Once you have applied all the code tricks above (forward declarations, reducing header inclusion to the minimum in public headers, pushing most details inside the implementation file with Pimpl...) and nothing else can be gained language-wise, consider your build system. If you use Linux, consider using distcc (distributed compiler) and ccache (cache compiler).
The first one, distcc, executes the preprocessor step locally and then sends the output to the first available compiler in the network. It requires the same compiler and library versions in all the configured nodes in the network.
The latter, ccache, is a compiler cache. It again executes the preprocessor and then check with an internal database (held in a local directory) if that preprocessor file has already been compiled with the same compiler parameters. If it does, it just pops up the binary and output from the first run of the compiler.
Both can be used at the same time, so that if ccache does not have a local copy it can send it trough the net to another node with distcc, or else it can just inject the solution without further processing.

Here are some:
Use all processor cores by starting a multiple-compile job (make -j2 is a good example).
Turn off or lower optimizations (for example, GCC is much faster with -O1 than -O2 or -O3).
Use precompiled headers.

When I came out of college, the first real production-worthy C++ code I saw had these arcane #ifndef ... #endif directives in between them where the headers were defined. I asked the guy who was writing the code about these overarching things in a very naive fashion and was introduced to world of large-scale programming.
Coming back to the point, using directives to prevent duplicate header definitions was the first thing I learned when it came to reducing compiling times.

More RAM.
Someone talked about RAM drives in another answer. I did this with a 80286 and Turbo C++ (shows age) and the results were phenomenal. As was the loss of data when the machine crashed.

You could use Unity Builds.

Use
#pragma once
at the top of header files, so if they're included more than once in a translation unit, the text of the header will only get included and parsed once.

Use forward declarations where you can. If a class declaration only uses a pointer or reference to a type, you can just forward declare it and include the header for the type in the implementation file.
For example:
// T.h
class Class2; // Forward declaration
class T {
public:
void doSomething(Class2 &c2);
private:
Class2 *m_Class2Ptr;
};
// T.cpp
#include "Class2.h"
void Class2::doSomething(Class2 &c2) {
// Whatever you want here
}
Fewer includes means far less work for the preprocessor if you do it enough.

Just for completeness: a build might be slow because the build system is being stupid as well as because the compiler is taking a long time to do its work.
Read Recursive Make Considered Harmful (PDF) for a discussion of this topic in Unix environments.

Not about the compilation time, but about the build time:
Use ccache if you have to rebuild the same files when you are working
on your buildfiles
Use ninja-build instead of make. I am currently compiling a project
with ~100 source files and everything is cached by ccache. make needs
5 minutes, ninja less than 1.
You can generate your ninja files from cmake with -GNinja.

Upgrade your computer
Get a quad core (or a dual-quad system)
Get LOTS of RAM.
Use a RAM drive to drastically reduce file I/O delays. (There are companies that make IDE and SATA RAM drives that act like hard drives).
Then you have all your other typical suggestions
Use precompiled headers if available.
Reduce the amount of coupling between parts of your project. Changing one header file usually shouldn't require recompiling your entire project.

I had an idea about using a RAM drive. It turned out that for my projects it doesn't make that much of a difference after all. But then they are pretty small still. Try it! I'd be interested in hearing how much it helped.

**Picture region annotation data**
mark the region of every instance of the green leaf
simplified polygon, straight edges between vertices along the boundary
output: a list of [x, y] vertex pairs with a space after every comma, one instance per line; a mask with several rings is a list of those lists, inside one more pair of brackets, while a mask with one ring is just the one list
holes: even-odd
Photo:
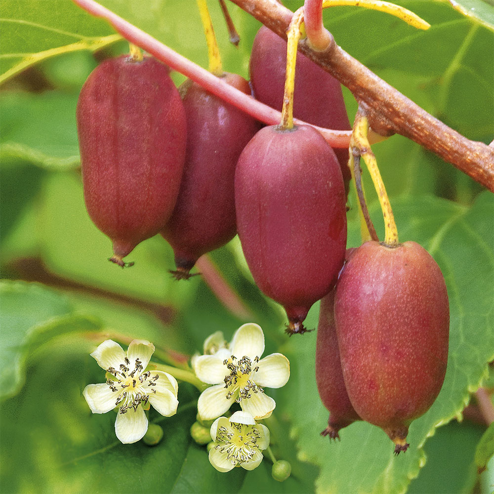
[[494, 31], [494, 4], [492, 0], [444, 0], [455, 10], [475, 22]]
[[60, 335], [99, 328], [74, 315], [66, 297], [41, 285], [2, 281], [0, 295], [2, 398], [13, 396], [22, 387], [26, 359], [33, 349]]
[[1, 102], [0, 160], [54, 170], [79, 166], [75, 95], [5, 92]]
[[[315, 335], [296, 342], [292, 338], [282, 350], [290, 359], [291, 376], [283, 389], [283, 405], [278, 406], [290, 411], [299, 457], [321, 467], [318, 492], [405, 492], [425, 462], [423, 447], [427, 438], [436, 427], [461, 416], [469, 394], [480, 386], [488, 363], [494, 358], [492, 195], [482, 195], [470, 208], [432, 197], [415, 198], [412, 204], [397, 200], [393, 206], [400, 240], [423, 245], [445, 276], [451, 314], [446, 378], [430, 410], [411, 426], [411, 446], [406, 454], [394, 456], [384, 433], [362, 422], [343, 429], [340, 443], [329, 444], [319, 435], [328, 413], [320, 404], [314, 379]], [[358, 245], [357, 222], [351, 221], [349, 229], [349, 245]], [[315, 327], [317, 318], [313, 307], [308, 327]]]
[[51, 57], [96, 51], [122, 39], [67, 0], [4, 0], [2, 7], [0, 83]]
[[489, 426], [479, 442], [475, 452], [475, 464], [479, 472], [485, 470], [494, 454], [494, 422]]
[[84, 204], [81, 177], [55, 173], [47, 177], [40, 226], [41, 248], [50, 270], [118, 293], [148, 302], [183, 306], [193, 298], [196, 283], [180, 283], [168, 270], [173, 251], [161, 236], [140, 244], [126, 258], [134, 266], [122, 269], [108, 262], [110, 239], [94, 226]]

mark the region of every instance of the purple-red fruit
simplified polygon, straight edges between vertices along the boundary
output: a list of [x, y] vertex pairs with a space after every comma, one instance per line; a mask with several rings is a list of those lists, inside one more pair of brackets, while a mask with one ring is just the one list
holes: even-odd
[[323, 404], [329, 412], [328, 427], [322, 436], [339, 439], [340, 429], [360, 420], [345, 386], [334, 324], [334, 290], [321, 301], [316, 344], [316, 382]]
[[345, 195], [332, 149], [313, 127], [265, 127], [240, 155], [237, 225], [257, 286], [302, 333], [311, 306], [332, 288], [346, 244]]
[[[250, 94], [248, 83], [234, 74], [223, 80]], [[163, 237], [175, 253], [177, 279], [203, 254], [237, 233], [234, 182], [242, 150], [259, 128], [252, 117], [187, 81], [179, 88], [185, 109], [185, 164], [175, 208]]]
[[168, 220], [185, 154], [185, 114], [167, 68], [112, 58], [81, 91], [77, 126], [86, 207], [119, 265]]
[[[254, 96], [281, 111], [287, 66], [287, 41], [263, 26], [250, 53], [250, 82]], [[308, 124], [337, 130], [351, 129], [341, 86], [332, 76], [299, 52], [297, 53], [293, 116]], [[345, 186], [351, 178], [348, 149], [334, 150]]]
[[343, 377], [355, 411], [406, 451], [408, 428], [431, 407], [446, 371], [444, 279], [415, 242], [366, 242], [345, 264], [334, 316]]

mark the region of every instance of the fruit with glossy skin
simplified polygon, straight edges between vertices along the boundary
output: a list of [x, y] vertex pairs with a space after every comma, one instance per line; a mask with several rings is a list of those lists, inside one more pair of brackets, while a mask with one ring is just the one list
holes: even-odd
[[323, 404], [329, 412], [328, 427], [321, 433], [339, 439], [338, 431], [360, 420], [348, 397], [341, 370], [334, 324], [334, 290], [321, 301], [316, 344], [316, 382]]
[[77, 127], [86, 207], [123, 267], [163, 227], [178, 194], [187, 130], [168, 68], [150, 57], [102, 62], [81, 90]]
[[239, 237], [257, 286], [303, 333], [311, 306], [333, 286], [346, 244], [345, 195], [332, 149], [313, 127], [265, 127], [235, 173]]
[[431, 407], [446, 371], [449, 308], [439, 266], [418, 244], [366, 242], [345, 265], [334, 317], [355, 411], [406, 451], [410, 423]]
[[[222, 78], [250, 94], [248, 83], [234, 74]], [[161, 234], [175, 253], [177, 279], [203, 254], [237, 233], [234, 181], [242, 150], [259, 129], [257, 121], [191, 81], [179, 88], [185, 109], [185, 165], [175, 208]]]
[[[249, 65], [254, 96], [281, 111], [287, 66], [287, 41], [262, 26], [254, 39]], [[308, 124], [337, 130], [351, 126], [339, 82], [299, 52], [295, 69], [293, 116]], [[345, 187], [351, 178], [348, 149], [333, 150]]]

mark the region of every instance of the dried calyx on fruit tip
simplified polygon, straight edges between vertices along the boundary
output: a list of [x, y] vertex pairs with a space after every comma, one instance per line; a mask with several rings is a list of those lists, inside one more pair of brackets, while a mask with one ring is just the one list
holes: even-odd
[[176, 201], [187, 129], [168, 68], [124, 55], [89, 75], [77, 105], [84, 198], [96, 226], [112, 240], [110, 260], [158, 233]]
[[[221, 78], [250, 94], [237, 74]], [[161, 234], [173, 248], [177, 280], [188, 279], [203, 254], [229, 242], [237, 233], [234, 182], [242, 150], [259, 128], [246, 113], [188, 80], [179, 88], [187, 123], [183, 176], [171, 216]]]
[[[347, 258], [348, 254], [347, 251]], [[340, 429], [361, 419], [352, 405], [343, 380], [334, 324], [334, 300], [333, 289], [321, 301], [316, 345], [316, 382], [321, 401], [329, 412], [328, 426], [321, 435], [339, 439]]]
[[364, 420], [406, 451], [408, 428], [430, 408], [446, 371], [444, 279], [418, 244], [357, 249], [336, 285], [334, 317], [348, 396]]
[[346, 244], [345, 195], [332, 149], [313, 127], [261, 129], [235, 172], [239, 237], [257, 286], [302, 333], [311, 306], [332, 288]]

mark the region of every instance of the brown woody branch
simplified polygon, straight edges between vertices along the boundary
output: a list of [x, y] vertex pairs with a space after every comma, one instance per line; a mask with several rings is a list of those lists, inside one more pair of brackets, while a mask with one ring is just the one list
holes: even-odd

**TASKS**
a) Put the lines of the rows, from the first line of the rows through the line containing "359], [33, 349]]", into a JSON list of strings, one string per line, with blank lines left out. Leave the pictures out of the answer.
b) Please continue the discussion on speeding up C++ builds from the point where it stops.

**RESULTS FOR EACH TASK**
a)
[
  "mark the region of every instance of the green leaf",
  "simplified polygon, straight edges between vertices along the boundary",
  "output: a list of [x, y] vertex pairs with a space after every comma, one instance per line; a mask with several rings is a list of those lists, inside one more pair of brackets, while a mask with one ring is just the one list",
  "holes: even-odd",
  "Photo:",
  "[[494, 31], [494, 4], [492, 0], [444, 0], [455, 10], [475, 22]]",
  "[[60, 335], [99, 328], [74, 315], [66, 297], [41, 285], [2, 281], [0, 295], [2, 398], [13, 396], [22, 387], [26, 359], [33, 349]]"
]

b)
Dynamic linking (.so) can be much much faster than static linking (.a). Especially when you have a slow network drive. This is since you have all of the code in the .a file which needs to be processed and written out. In addition, a much larger executable file needs to be written out to the disk.

Where are you spending your time? Are you CPU bound? Memory bound? Disk bound? Can you use more cores? More RAM? Do you need RAID? Do you simply want to improve the efficiency of your current system?
Under gcc/g++, have you looked at ccache? It can be helpful if you are doing make clean; make a lot.

Starting with Visual Studio 2017 you have the capability to have some compiler metrics about what takes time.
Add those parameters to C/C++ -> Command line (Additional Options) in the project properties window:
/Bt+ /d2cgsummary /d1reportTime
You can have more informations in this post.

Faster hard disks.
Compilers write many (and possibly huge) files to disk. Work with SSD instead of typical hard disk and compilation times are much lower.

On Linux (and maybe some other *NIXes), you can really speed the compilation by NOT STARING at the output and changing to another TTY.
Here is the experiment: printf slows down my program

Networks shares will drastically slow down your build, as the seek latency is high. For something like Boost, it made a huge difference for me, even though our network share drive is pretty fast. Time to compile a toy Boost program went from about 1 minute to 1 second when I switched from a network share to a local SSD.

If you have a multicore processor, both Visual Studio (2005 and later) as well as GCC support multi-processor compiles. It is something to enable if you have the hardware, for sure.

First of all, we have to understand what so different about C++ that sets it apart from other languages.
Some people say it's that C++ has many too features. But hey, there are languages that have a lot more features and they are nowhere near that slow.
Some people say it's the size of a file that matters. Nope, source lines of code don't correlate with compile times.
But wait, how can it be? More lines of code should mean longer compile times, what's the sorcery?
The trick is that a lot of lines of code is hidden in preprocessor directives. Yes. Just one #include can ruin your module's compilation performance.
You see, C++ doesn't have a module system. All *.cpp files are compiled from scratch. So having 1000 *.cpp files means compiling your project a thousand times. You have more than that? Too bad.
That's why C++ developers hesitate to split classes into multiple files. All those headers are tedious to maintain.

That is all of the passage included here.